For the word "clicks", report how many lines of the records below contain it, and nothing more.

• Dataset records:
◆ ◆ ◆ ◆ ◆
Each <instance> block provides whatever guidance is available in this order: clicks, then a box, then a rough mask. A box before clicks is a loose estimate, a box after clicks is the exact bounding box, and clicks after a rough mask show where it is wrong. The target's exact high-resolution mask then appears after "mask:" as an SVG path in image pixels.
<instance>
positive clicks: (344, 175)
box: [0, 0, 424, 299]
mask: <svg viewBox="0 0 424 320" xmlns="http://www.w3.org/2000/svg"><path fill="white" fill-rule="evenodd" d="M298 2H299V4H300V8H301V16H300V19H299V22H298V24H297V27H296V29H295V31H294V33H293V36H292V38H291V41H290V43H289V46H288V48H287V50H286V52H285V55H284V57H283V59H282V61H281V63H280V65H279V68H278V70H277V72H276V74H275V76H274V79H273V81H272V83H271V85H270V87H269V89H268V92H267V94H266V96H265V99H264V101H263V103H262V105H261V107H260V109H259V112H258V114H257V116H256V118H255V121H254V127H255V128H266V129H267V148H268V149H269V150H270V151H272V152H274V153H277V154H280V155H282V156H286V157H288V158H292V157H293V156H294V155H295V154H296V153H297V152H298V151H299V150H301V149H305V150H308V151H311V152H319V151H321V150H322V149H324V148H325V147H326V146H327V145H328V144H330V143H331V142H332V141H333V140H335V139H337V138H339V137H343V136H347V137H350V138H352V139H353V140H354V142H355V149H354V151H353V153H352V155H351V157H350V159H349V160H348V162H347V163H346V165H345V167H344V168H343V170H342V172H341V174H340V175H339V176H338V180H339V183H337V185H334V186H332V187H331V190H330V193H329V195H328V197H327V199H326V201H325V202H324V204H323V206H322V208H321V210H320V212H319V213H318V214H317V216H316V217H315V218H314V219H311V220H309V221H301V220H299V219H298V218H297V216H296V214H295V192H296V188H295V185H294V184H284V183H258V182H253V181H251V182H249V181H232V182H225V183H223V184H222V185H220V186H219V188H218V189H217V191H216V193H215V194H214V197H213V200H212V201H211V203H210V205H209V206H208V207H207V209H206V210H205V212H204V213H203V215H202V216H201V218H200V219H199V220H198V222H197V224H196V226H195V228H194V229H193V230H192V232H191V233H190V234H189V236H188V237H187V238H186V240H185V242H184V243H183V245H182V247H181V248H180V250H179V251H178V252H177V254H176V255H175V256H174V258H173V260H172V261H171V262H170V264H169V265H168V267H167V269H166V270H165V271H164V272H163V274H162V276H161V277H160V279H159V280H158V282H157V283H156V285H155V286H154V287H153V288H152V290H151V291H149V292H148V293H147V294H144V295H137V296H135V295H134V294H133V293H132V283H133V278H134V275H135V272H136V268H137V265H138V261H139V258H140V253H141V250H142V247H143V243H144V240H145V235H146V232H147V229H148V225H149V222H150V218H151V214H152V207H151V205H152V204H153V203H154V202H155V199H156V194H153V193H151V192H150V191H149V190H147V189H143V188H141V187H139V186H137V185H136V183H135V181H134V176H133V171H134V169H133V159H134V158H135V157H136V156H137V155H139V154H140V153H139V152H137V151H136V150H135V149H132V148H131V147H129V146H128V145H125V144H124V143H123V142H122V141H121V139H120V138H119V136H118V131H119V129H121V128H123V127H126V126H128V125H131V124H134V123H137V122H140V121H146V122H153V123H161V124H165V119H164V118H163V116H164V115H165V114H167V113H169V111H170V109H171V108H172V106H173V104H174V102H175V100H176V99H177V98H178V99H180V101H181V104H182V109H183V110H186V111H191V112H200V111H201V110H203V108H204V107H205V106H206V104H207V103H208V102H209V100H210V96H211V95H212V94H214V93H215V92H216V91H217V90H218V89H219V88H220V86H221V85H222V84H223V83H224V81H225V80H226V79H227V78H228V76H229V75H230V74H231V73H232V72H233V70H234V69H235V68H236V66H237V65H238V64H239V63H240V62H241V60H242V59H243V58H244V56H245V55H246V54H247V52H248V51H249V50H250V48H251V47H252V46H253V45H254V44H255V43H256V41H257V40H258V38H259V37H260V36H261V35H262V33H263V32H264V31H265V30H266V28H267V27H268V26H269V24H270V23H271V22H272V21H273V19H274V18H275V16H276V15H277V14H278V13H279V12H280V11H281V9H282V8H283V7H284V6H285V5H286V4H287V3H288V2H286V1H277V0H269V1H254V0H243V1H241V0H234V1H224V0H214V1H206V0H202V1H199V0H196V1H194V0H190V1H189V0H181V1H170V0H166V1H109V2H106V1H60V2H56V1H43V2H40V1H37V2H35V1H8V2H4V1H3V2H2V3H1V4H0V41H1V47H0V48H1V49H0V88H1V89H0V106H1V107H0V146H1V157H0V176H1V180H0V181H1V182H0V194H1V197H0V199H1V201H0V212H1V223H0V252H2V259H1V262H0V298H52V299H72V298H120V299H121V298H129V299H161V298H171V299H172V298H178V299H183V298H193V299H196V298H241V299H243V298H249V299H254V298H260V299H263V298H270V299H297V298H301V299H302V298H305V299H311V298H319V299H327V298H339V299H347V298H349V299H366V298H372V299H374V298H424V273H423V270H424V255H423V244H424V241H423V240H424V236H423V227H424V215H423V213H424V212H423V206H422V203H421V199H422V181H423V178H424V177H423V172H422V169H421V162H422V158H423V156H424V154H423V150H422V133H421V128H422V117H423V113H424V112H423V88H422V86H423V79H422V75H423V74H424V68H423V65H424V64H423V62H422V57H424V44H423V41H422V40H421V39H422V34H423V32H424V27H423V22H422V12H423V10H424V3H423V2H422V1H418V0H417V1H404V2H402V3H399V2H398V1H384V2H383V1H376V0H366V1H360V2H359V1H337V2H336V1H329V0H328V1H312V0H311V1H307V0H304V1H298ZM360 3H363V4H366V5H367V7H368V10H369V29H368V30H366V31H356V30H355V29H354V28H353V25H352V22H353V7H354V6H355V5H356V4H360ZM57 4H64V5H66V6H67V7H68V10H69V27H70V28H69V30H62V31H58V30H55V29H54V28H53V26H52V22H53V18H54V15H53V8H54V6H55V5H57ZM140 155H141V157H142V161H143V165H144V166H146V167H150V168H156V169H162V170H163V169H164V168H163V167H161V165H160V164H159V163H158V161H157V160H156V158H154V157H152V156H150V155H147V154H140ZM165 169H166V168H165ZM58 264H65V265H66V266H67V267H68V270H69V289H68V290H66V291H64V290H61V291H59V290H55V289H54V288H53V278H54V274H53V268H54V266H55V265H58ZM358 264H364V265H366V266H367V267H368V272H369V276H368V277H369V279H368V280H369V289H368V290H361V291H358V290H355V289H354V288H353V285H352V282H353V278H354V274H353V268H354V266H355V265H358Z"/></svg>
◆ ◆ ◆ ◆ ◆
• Response area: 2